▶ _PREGUNTAS DEL MATERIAL_:
1 – Imprime sin cambios el fragmento del texto sobre el año nuevo que va desde "Pisamos con pies de plomo" hasta "de posibilidades ajenas.".
2 – Según el texto sobre el año nuevo, ¿cuántos empleos se llevó el año pasado?
3 – Continúa el texto sobre el año nuevo a partir de su última oración.

▶ _TEXTO PARA REVISAR_:

Pisamos con pies de plomo las primeras horas de este año que nos ilusiona imaginar como una hoja en blanco en la que todo está por escribirse. Pisamos con pies en polvorosa las últimas horas del anterior en el que todo parece escrito con renglones torcidos. Pisamos con pies desnudos las uvas de la ira hacia las que nos ha conducido este Gobierno. Como en la novela de Steinbeck, viajamos hacia un campo de promesas sobredimensionadas siendo mano de obra barata, un puente de plata tendido para otros, un tren de mercancía de la que nada nos toca. Ya es tiempo de recuperación en este pais de posibilidades ajenas.
Han pasado seis días y nada parece haber cambiado en lo sustancial. La vida se sigue haciendo en las calles. Cada dos pasos, la acera se interrumpe con un alma pidiendo caridad, sabiendo que es algo de lo poco que hemos salvado por poco. Cada día, miles de caras conocidas cuentan la misma historia, lamentan las mismas cosas, se hacen las mismas preguntas. La vaguedad de las respuestas hace pensar que el seis de enero de 2015 amanecerá igual que éste (o peor). Si este año pasado, del que ya hace seis días que nos desahuciaron, se ha llevado 370.000 empleos, ¿de qué será capaz el 2014, más nuevo, más alto, más de lo mismo? Somos ratones a la carrera presos en una rueda de estadísticas sumando cantidades traumáticas de paro, de pobreza, de realismo. No hay magia que alumbre un dinero, que se fue en superficialidades, para paliar el hambre de necesidades básicas. No hay reyes que dibujen sonrisas sin desayunar. No hay camellos de los que transportaban ilusión a hogares hoy deshabitados. No hemos ido a mejor a pesar de las promesas incansables. A pie de calle, no han llegado las fórmulas diplomáticas, la pomada en tubo de plasma, las luces de artificio al final del tunel, el falso charol de sus brotes verdes. Y los gritos desde la plaza, cuando los hubo, sólo sirvieron para decir: sabemos que no sabéis.

▶ _DATOS_:
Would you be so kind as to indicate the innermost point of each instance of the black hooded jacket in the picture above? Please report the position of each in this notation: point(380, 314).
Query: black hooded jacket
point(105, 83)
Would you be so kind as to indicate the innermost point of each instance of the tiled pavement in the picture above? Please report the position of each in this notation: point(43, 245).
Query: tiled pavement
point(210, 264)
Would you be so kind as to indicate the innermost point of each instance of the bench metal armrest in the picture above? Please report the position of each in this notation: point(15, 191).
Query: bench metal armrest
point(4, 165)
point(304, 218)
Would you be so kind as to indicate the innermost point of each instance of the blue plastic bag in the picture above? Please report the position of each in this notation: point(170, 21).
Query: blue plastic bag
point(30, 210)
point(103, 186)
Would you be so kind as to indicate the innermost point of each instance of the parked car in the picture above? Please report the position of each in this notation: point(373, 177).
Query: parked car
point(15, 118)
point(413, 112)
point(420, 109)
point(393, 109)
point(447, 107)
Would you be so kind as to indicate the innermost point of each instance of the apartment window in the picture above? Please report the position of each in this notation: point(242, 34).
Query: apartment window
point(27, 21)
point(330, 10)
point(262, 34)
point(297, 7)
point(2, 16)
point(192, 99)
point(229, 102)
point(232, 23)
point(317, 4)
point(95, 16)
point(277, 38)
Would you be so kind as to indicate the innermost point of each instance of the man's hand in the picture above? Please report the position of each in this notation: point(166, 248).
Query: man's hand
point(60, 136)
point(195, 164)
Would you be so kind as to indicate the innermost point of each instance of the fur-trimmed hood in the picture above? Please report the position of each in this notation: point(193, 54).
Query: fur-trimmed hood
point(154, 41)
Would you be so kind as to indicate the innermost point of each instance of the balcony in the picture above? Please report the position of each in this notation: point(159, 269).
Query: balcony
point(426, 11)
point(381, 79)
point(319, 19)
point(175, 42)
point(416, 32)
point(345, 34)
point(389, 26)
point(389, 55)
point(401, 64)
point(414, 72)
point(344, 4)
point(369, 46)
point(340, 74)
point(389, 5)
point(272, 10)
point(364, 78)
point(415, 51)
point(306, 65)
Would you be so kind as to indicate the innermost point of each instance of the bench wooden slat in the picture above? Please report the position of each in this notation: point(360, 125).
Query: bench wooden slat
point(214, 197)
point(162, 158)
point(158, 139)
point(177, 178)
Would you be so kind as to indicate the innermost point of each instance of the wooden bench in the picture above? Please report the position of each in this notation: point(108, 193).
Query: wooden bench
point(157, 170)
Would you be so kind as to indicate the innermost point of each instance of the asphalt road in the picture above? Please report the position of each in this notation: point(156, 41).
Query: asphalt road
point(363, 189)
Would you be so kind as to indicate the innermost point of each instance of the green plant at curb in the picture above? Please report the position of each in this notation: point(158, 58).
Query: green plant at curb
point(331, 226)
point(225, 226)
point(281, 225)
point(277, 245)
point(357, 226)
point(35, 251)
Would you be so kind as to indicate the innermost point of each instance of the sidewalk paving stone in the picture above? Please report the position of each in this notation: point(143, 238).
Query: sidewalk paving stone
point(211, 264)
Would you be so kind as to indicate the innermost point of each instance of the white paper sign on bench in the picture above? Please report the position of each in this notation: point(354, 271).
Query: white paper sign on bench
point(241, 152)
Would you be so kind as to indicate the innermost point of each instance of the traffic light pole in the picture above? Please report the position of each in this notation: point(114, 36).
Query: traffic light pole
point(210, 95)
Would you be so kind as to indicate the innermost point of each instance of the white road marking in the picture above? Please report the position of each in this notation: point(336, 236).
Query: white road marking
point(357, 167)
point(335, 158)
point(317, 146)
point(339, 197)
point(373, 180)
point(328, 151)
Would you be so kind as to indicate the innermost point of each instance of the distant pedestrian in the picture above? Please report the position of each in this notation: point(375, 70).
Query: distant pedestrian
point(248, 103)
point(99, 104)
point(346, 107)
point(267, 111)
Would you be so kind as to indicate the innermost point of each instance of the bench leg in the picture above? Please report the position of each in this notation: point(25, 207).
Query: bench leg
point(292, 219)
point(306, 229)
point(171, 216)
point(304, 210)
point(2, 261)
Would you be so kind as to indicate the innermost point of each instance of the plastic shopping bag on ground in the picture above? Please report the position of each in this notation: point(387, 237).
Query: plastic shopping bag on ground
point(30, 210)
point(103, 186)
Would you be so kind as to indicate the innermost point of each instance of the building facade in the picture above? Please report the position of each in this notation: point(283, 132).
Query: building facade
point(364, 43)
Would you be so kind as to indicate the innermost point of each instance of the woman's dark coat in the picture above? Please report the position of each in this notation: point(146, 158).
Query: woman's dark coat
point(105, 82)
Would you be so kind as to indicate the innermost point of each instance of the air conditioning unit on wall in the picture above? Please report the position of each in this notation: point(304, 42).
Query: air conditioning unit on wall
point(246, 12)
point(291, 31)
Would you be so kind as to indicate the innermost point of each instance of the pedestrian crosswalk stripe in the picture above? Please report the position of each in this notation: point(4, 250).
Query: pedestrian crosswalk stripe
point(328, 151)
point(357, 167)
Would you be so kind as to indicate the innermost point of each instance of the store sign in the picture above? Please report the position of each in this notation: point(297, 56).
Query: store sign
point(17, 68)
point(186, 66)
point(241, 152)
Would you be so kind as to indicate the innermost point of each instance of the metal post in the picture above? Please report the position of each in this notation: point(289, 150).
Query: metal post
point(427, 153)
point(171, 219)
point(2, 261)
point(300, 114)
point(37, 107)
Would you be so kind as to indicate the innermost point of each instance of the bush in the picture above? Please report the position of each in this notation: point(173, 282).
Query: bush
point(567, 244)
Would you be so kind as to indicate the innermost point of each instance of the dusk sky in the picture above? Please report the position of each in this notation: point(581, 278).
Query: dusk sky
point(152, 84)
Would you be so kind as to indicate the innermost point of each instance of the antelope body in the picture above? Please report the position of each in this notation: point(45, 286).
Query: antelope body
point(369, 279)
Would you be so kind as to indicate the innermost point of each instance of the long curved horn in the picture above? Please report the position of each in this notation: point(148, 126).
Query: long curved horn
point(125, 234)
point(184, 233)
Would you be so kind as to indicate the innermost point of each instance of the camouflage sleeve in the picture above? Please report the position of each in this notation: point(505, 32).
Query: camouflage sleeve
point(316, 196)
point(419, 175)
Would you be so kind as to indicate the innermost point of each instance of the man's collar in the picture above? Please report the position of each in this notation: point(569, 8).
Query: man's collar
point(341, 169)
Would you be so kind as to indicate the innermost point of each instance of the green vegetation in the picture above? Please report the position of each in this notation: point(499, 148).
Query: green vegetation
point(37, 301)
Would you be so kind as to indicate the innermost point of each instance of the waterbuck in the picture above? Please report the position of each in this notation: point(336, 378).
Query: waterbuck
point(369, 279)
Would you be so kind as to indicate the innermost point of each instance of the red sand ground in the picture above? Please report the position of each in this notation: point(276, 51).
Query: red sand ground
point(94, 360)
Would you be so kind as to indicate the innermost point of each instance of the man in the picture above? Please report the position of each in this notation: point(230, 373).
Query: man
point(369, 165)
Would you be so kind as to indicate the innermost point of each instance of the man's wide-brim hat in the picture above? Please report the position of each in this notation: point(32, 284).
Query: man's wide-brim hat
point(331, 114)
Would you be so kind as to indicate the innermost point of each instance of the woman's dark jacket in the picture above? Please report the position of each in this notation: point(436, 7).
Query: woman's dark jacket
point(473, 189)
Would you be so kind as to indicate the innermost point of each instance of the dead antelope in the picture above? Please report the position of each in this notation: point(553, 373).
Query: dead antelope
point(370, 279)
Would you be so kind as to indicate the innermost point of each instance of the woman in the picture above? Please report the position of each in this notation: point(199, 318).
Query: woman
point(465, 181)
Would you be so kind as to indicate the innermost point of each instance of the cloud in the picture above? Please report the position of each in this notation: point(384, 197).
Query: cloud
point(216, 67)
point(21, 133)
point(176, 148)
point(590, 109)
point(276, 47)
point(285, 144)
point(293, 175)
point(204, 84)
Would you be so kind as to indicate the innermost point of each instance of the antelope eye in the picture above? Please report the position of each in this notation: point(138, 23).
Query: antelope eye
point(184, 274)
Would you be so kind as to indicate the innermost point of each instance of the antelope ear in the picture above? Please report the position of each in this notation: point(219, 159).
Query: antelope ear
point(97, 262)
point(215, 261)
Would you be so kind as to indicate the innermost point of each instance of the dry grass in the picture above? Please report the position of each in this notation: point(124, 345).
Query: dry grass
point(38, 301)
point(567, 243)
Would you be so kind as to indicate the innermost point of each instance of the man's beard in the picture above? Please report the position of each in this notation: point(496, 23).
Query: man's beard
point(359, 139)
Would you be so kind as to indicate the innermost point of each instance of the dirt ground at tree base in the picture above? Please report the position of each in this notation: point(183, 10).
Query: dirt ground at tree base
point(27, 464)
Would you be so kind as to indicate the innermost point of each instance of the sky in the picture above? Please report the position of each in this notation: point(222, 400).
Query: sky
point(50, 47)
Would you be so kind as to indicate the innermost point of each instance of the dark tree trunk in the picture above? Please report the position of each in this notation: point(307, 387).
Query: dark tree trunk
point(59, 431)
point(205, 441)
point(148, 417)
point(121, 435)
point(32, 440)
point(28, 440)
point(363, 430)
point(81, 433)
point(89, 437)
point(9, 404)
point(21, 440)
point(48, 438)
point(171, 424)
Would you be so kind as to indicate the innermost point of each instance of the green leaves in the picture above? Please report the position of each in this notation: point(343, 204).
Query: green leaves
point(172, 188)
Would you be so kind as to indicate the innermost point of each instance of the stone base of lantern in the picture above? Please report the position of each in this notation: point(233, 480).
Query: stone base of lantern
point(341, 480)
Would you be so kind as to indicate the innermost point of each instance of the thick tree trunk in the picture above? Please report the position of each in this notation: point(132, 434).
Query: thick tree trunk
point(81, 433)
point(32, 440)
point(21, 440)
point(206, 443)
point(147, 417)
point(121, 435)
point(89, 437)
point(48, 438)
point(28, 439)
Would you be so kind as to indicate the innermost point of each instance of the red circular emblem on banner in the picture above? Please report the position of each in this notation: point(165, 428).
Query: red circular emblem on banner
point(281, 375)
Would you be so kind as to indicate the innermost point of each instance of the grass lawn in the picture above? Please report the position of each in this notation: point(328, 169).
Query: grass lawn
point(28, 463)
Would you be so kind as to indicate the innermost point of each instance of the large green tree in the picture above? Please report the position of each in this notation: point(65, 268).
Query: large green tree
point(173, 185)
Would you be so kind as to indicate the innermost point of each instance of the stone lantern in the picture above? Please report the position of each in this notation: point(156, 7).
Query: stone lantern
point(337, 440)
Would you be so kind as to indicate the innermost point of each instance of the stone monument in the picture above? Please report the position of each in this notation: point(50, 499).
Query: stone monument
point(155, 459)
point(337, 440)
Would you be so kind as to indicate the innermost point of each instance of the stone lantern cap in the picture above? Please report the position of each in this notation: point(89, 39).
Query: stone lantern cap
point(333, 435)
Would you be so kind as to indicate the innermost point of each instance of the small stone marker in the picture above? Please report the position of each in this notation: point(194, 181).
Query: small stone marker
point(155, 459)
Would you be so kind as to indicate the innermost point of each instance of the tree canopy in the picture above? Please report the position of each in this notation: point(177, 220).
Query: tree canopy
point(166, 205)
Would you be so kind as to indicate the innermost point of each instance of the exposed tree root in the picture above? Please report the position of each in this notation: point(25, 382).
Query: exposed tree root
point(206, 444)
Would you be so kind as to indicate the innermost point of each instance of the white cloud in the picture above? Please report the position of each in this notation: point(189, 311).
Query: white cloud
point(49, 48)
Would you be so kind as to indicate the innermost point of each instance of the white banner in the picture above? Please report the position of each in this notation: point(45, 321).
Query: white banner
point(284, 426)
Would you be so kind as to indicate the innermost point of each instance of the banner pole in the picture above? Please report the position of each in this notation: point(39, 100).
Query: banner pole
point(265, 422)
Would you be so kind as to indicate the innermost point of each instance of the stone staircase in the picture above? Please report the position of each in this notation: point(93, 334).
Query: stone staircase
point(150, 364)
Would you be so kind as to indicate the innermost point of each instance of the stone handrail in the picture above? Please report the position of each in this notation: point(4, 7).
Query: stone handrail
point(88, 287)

▶ _RESPUESTAS DEL EJERCICIO_:
1 –
Pisamos con pies de plomo las primeras horas de este año que nos ilusiona imaginar como una hoja en blanco en la que todo está por escribirse. Pisamos con pies en polvorosa las últimas horas del anterior en el que todo parece escrito con renglones torcidos. Pisamos con pies desnudos las uvas de la ira hacia las que nos ha conducido este Gobierno. Como en la novela de Steinbeck, viajamos hacia un campo de promesas sobredimensionadas siendo mano de obra barata, un puente de plata tendido para otros, un tren de mercancía de la que nada nos toca. Ya es tiempo de recuperación en este pais de posibilidades ajenas.

2 – 370.000 empleos.

3 –
El nuevo año se desliza por esta cuesta abajo que no remonta y España sigue siendo la imagen de un país enfermo de escaseces y lujuria de corrupción. Esta enfermedad crónica no debiera llevar copago. Esta plusvalía de palacio no se puede pagar a escote. Llegamos a un futuro que se abalanza con prisa sobre el pasado, uno que pierde y mucho en la distancia corta. Los optimistas siguen apuntando que de peores hemos salido. Pero, cuando se tienen veinte años y la universidad se convierte en un lujo, cuando se tienen treinta y el futuro está cerrado, cuando se tienen cincuenta y la profesión amputada, cuando se tienen setenta y vuelven los hijos, la pregunta sigue siendo: ¿hasta cuándo?